- _Выбранный отрывок_

После этого у Мюрата состоялся разговор с женой, во время которого он то и дело бросал Каролине в лицо имена Жюно, Меттерниха, де Ля Вогюйона. Взбешенный Мюрат, забыв о своем королевском положении, называл Каролину словами, не очень подходящими даже для гасконского трактира, в котором он когда-то родился.
Терпеть подобное Каролина не считала возможным и резко перешла в контратаку. В не менее образных корсиканских выражениях она напомнила Мюрату о его собственных похождениях в Италии, Польше, Испании, Париже.
— Волочиться за девками, только на это ты и способен! — кричала разъяренная королева. — А в остальном, Мюрат, ну кто ты есть?!
— Кто?! Кто?! Скажи! — кричал ей в ответ король. — Покажи свое истинное лицо!
— Никто!
— А ну-ка, повтори, что ты сказала?!
— Вот именно, ты — никто! Жалкий кавалерийский генералишка, каких сотни в армии моего брата!
— Замолчи, глупая женщина! Как ты смеешь так разговаривать с королем!
— Ой-ой-ой! Извините, Ваше Величество! Да какой ты король! Ты существуешь только благодаря мне, и стоит мне завтра захотеть, одного слова императора будет достаточно, чтобы лишить тебя трона.
Подобное выяснение отношений на повышенных тонах продолжалось несколько часов.
//__ * * * __//
Но похождения Каролины не закончились, ив 1810 году ее супруг потерпел еще одно фиаско на семейном фронте.
После досадного провала любовного приключения сдеЛя Вогюйоном королева грустила недолго и вскоре остановила свое внимание на графе Жане-Поле Доре. Все вокруг звали его «толстяком Дором». Это был старый знакомый Мюрата, который служил военным интендантом еще в Италии и Египте, а также побывал с экспедиционным корпусом генерала Леклерка на острове Сан-Доминго.
«В Неаполе Дор тоже сделал неплохую карьеру: он был одновременно военным и морским министром. Как говорится, совмещал две должности. Все, кто его знал, считали Дора неплохим человеком. Каролине он тоже очень даже нравился. Во всяком случае, он был верен Наполеону и искренне считал ее более достойной правительницей в королевстве по сравнению с умственно ограниченным и излишне импульсивным Мюратом».
Конечно же Дор был не столь привлекателен, как тот же де Ля Вогюйон, но зато он отличался удивительно добродушным характером и отлично знал свое дело, что могло сделать его весьма полезным источником информации и советником.

- _Задание_
Какие две должности одновременно занимал Дор в Неаполе, согласно отрывку выше?

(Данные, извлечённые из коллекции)
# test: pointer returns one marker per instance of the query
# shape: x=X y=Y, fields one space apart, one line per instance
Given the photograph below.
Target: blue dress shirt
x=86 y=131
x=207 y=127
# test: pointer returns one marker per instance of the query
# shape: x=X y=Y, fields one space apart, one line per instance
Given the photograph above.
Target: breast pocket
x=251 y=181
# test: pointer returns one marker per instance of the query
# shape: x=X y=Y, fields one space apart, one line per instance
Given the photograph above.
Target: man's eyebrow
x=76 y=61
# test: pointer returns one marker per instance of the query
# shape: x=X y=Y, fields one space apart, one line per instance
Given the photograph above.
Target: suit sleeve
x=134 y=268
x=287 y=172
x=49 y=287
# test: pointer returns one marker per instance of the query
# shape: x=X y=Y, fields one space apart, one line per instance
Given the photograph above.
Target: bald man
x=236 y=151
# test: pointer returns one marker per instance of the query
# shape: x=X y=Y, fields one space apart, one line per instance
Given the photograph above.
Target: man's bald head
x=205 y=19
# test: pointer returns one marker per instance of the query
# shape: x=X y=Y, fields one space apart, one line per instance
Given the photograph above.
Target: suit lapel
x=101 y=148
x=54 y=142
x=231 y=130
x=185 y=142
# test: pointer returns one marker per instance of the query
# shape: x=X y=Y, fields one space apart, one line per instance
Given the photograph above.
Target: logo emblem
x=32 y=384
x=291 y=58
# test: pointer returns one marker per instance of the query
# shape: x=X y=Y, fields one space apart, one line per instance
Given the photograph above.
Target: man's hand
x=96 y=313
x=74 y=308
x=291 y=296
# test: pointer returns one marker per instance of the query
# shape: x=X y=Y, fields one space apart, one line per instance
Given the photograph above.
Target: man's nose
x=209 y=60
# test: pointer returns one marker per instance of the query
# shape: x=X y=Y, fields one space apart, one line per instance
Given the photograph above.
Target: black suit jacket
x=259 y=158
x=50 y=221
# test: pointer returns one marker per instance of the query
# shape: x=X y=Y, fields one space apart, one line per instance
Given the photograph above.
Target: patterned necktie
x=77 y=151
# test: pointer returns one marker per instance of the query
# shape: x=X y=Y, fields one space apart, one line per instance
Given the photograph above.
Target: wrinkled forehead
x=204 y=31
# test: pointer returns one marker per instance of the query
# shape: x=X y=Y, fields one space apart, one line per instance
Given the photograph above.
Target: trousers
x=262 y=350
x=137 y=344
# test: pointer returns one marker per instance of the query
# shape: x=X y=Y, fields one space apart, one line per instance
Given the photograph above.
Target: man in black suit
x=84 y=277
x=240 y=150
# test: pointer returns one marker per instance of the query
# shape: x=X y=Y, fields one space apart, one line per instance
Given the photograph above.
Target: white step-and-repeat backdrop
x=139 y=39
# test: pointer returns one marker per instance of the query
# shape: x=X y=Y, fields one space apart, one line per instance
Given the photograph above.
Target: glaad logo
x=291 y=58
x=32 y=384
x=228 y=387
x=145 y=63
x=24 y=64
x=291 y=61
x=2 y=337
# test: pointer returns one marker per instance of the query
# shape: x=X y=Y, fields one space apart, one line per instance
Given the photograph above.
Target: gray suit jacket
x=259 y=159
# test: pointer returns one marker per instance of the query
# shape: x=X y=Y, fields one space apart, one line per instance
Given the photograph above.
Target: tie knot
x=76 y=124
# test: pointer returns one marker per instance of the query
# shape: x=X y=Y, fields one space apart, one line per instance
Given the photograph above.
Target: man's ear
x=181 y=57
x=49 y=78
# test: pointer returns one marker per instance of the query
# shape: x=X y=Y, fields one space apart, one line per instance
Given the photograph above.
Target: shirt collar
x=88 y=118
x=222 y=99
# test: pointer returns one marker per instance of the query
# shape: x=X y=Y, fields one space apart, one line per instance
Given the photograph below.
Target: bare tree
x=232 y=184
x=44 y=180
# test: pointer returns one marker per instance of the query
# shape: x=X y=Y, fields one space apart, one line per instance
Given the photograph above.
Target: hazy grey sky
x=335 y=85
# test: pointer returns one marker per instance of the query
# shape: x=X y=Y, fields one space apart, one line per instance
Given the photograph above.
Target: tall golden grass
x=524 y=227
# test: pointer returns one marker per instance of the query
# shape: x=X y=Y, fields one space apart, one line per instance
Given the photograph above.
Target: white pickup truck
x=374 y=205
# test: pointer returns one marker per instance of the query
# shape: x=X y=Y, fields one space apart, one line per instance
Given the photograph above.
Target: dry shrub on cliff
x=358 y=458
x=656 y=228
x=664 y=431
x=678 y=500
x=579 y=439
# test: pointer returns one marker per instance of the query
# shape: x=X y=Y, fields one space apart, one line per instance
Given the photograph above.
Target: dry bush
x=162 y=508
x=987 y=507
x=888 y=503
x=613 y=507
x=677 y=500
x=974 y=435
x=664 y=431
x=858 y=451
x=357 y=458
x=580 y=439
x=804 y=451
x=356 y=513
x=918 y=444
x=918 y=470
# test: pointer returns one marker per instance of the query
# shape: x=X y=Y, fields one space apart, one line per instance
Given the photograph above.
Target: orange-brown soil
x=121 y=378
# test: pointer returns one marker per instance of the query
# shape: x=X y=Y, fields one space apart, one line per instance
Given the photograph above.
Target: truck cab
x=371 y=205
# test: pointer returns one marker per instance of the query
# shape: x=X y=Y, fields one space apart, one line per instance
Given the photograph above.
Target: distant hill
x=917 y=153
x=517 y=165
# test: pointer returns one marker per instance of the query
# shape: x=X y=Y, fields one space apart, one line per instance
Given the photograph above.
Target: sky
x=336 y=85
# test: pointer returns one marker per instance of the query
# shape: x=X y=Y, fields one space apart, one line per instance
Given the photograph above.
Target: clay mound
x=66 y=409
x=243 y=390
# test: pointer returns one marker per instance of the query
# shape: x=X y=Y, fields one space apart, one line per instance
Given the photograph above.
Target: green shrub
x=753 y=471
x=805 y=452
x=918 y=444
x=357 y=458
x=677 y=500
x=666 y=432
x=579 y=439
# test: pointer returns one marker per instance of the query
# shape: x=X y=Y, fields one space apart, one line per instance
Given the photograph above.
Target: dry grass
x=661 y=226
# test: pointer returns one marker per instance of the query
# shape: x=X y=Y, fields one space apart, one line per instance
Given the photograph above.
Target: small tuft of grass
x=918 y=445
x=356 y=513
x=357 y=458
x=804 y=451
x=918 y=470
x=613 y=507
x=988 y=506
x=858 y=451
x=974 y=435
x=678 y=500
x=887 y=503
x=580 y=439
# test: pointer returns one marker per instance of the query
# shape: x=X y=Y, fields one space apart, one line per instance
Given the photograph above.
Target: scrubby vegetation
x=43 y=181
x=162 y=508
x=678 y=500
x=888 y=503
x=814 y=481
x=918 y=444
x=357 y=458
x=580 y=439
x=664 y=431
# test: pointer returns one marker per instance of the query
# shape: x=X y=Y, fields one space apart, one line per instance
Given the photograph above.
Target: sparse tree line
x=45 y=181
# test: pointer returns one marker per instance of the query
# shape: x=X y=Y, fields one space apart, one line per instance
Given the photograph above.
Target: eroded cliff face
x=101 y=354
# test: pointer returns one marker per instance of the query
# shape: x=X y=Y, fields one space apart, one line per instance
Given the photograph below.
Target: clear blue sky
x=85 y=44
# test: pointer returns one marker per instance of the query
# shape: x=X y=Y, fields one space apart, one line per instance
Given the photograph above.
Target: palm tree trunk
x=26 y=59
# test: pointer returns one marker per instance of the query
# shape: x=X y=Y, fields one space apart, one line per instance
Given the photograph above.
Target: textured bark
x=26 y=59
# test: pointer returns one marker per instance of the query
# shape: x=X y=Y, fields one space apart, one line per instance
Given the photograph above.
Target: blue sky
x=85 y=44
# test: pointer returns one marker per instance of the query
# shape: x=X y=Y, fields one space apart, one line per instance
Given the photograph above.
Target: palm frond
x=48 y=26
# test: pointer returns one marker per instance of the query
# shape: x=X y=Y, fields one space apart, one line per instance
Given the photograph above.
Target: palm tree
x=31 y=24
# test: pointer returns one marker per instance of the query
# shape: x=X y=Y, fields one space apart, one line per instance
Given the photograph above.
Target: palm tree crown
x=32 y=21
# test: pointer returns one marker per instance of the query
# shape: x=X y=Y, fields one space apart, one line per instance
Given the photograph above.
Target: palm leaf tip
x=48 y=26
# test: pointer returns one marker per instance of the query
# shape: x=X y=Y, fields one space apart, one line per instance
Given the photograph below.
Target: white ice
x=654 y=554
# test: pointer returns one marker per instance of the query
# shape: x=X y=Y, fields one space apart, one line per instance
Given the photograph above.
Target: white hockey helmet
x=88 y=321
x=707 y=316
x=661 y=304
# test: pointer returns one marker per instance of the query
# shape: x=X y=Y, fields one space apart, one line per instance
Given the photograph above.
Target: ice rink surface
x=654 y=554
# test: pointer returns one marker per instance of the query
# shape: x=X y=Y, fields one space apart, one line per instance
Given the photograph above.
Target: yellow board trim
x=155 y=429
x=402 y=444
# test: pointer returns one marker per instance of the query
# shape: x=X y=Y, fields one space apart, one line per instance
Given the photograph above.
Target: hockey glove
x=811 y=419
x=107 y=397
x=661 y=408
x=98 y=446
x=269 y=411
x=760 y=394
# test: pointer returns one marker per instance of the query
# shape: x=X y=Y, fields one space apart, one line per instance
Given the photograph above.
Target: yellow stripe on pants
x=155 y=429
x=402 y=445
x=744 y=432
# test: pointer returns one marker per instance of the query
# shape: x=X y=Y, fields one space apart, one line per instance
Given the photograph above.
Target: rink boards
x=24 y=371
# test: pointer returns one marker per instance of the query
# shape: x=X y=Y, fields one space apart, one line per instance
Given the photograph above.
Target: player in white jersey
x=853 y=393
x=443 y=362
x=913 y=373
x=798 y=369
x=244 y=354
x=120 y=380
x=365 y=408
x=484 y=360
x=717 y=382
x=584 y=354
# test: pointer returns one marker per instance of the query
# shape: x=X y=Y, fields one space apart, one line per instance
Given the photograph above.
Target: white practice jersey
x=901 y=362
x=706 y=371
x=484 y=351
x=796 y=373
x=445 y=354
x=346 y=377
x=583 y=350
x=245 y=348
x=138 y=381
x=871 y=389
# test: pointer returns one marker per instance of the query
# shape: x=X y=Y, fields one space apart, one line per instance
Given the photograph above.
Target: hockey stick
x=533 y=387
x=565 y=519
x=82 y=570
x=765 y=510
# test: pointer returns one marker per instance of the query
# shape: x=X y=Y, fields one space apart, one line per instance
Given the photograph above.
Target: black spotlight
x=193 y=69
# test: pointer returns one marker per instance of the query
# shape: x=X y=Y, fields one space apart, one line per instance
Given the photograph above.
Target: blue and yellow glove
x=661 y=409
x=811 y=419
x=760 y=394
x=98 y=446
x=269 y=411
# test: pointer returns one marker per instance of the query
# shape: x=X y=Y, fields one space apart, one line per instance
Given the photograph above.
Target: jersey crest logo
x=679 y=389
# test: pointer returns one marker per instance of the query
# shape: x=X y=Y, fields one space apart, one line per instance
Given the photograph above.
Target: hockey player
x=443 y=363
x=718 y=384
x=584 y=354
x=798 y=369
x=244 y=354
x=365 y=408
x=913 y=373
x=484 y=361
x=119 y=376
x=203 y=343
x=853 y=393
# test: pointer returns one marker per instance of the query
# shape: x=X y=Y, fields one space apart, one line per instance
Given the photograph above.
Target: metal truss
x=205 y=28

- _Ответ_
Он был одновременно военным и морским министром.